[Saved entries]

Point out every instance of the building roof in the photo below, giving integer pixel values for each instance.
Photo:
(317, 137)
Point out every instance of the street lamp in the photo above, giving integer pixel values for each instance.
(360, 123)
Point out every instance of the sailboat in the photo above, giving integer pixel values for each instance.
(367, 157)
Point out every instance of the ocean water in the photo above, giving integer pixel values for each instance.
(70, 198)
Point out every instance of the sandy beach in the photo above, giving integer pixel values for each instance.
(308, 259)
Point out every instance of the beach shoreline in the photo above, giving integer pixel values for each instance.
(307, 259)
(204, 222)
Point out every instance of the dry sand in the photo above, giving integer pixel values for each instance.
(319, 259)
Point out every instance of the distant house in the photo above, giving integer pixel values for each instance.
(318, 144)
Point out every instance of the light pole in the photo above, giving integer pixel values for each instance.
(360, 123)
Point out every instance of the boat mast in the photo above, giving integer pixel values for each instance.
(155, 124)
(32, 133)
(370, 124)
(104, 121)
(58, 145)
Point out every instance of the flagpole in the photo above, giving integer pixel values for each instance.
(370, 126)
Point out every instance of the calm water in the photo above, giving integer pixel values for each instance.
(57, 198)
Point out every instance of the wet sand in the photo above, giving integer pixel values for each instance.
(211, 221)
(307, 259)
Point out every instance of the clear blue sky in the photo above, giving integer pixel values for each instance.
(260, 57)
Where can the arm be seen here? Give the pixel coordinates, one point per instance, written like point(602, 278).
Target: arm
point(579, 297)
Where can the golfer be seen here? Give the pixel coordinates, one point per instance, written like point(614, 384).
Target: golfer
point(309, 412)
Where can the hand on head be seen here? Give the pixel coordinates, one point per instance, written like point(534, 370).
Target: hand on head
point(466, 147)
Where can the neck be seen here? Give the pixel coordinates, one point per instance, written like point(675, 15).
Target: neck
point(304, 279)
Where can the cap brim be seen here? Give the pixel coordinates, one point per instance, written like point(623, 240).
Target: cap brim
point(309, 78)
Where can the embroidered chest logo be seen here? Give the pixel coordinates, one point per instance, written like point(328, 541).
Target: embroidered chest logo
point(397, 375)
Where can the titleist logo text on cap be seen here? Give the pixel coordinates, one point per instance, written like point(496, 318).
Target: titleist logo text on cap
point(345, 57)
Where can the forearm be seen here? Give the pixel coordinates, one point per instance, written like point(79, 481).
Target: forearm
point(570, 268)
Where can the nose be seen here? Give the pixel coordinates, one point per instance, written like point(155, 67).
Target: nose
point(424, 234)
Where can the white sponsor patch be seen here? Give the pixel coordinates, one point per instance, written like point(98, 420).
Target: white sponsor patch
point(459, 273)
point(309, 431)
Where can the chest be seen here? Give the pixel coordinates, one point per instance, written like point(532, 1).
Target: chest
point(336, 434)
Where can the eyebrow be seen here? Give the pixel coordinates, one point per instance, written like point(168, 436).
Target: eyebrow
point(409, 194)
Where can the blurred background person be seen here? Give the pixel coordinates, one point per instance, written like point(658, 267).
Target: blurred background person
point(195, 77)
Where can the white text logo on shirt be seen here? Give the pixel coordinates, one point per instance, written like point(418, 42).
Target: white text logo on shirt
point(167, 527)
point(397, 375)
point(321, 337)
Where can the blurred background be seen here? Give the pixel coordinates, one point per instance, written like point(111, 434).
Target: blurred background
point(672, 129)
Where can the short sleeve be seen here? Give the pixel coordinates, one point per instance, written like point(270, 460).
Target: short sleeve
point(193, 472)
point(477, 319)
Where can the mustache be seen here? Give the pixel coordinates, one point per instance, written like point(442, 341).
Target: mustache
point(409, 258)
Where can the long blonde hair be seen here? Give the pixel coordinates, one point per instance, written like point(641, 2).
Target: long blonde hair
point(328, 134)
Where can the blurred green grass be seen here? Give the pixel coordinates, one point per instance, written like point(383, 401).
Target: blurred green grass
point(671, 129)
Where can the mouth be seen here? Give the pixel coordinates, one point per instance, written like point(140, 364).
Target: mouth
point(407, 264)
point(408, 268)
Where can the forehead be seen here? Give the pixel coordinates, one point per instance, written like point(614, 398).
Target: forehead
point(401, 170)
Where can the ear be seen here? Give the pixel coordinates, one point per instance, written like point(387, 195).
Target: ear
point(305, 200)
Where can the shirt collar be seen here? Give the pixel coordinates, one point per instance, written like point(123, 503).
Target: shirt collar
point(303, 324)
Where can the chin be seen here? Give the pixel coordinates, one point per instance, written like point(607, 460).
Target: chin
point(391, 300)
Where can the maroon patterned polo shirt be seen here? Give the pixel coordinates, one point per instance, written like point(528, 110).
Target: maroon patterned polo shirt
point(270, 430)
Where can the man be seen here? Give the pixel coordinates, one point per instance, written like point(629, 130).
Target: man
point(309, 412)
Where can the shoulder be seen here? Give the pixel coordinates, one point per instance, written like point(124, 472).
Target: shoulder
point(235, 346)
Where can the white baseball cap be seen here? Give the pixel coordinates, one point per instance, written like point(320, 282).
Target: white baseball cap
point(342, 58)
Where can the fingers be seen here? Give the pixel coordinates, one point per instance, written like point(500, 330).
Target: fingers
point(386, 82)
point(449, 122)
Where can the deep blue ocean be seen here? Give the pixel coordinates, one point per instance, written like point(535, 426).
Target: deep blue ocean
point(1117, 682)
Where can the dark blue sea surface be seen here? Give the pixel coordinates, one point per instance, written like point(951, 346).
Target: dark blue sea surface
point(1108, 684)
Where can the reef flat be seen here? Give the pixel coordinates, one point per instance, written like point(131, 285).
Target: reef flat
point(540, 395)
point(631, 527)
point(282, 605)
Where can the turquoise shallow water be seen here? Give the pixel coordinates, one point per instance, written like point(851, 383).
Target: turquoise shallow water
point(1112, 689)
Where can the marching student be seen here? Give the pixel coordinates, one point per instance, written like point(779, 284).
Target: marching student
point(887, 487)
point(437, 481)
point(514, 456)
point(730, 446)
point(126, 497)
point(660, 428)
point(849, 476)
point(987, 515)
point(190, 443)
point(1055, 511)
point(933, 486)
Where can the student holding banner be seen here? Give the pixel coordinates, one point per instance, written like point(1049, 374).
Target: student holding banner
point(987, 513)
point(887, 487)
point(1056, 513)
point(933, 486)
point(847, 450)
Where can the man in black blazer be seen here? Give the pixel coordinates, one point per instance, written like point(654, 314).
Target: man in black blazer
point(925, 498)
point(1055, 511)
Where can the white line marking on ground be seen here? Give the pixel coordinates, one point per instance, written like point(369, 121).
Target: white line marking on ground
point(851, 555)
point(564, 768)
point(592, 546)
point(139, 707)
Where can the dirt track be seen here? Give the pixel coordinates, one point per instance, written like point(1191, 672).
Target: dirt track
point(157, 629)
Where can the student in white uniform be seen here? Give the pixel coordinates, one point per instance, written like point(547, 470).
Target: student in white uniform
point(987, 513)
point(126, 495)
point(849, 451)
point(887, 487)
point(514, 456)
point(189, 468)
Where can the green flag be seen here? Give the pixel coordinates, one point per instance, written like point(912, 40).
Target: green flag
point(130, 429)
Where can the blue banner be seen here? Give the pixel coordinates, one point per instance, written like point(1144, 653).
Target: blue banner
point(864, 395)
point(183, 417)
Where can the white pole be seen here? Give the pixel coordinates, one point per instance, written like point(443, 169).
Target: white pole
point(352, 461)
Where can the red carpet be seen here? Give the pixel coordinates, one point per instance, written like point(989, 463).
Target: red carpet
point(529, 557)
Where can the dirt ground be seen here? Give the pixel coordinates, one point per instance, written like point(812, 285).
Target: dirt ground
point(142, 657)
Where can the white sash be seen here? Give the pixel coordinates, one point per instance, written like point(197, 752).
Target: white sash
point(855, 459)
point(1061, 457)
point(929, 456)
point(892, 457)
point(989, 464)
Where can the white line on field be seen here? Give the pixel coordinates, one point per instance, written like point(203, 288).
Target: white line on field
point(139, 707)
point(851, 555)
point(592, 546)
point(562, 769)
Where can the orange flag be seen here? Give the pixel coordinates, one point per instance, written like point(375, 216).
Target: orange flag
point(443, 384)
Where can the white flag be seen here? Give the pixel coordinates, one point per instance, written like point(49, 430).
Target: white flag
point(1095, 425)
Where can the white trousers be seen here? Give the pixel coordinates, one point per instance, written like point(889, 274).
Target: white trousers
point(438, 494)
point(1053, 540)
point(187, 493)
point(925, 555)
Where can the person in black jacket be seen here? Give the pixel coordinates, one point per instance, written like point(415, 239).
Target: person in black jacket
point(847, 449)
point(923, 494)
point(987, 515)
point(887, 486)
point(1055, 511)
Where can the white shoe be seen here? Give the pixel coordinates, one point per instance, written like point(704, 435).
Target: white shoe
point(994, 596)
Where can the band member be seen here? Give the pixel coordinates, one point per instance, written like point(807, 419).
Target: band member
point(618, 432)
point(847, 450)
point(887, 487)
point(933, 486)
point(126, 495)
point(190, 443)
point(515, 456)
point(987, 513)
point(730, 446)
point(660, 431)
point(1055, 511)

Work instruction: Taking the entries above, write out exactly each line from the one holding "Where can the white line marking" to the one holding "Where can the student in", both included, and stop there.

Result:
Where can the white line marking on ground be seen here? Give the pixel coordinates, one point per instance, written like point(369, 121).
Target: white line marking on ground
point(851, 555)
point(564, 768)
point(592, 546)
point(139, 707)
Where can the dirt track be seen here? Give the pixel coordinates, one point per instance, written like point(1191, 672).
Target: dirt track
point(157, 629)
Where can the student in white uniform be seen here? Give the pixel coordinates, one point per instance, written like point(547, 470).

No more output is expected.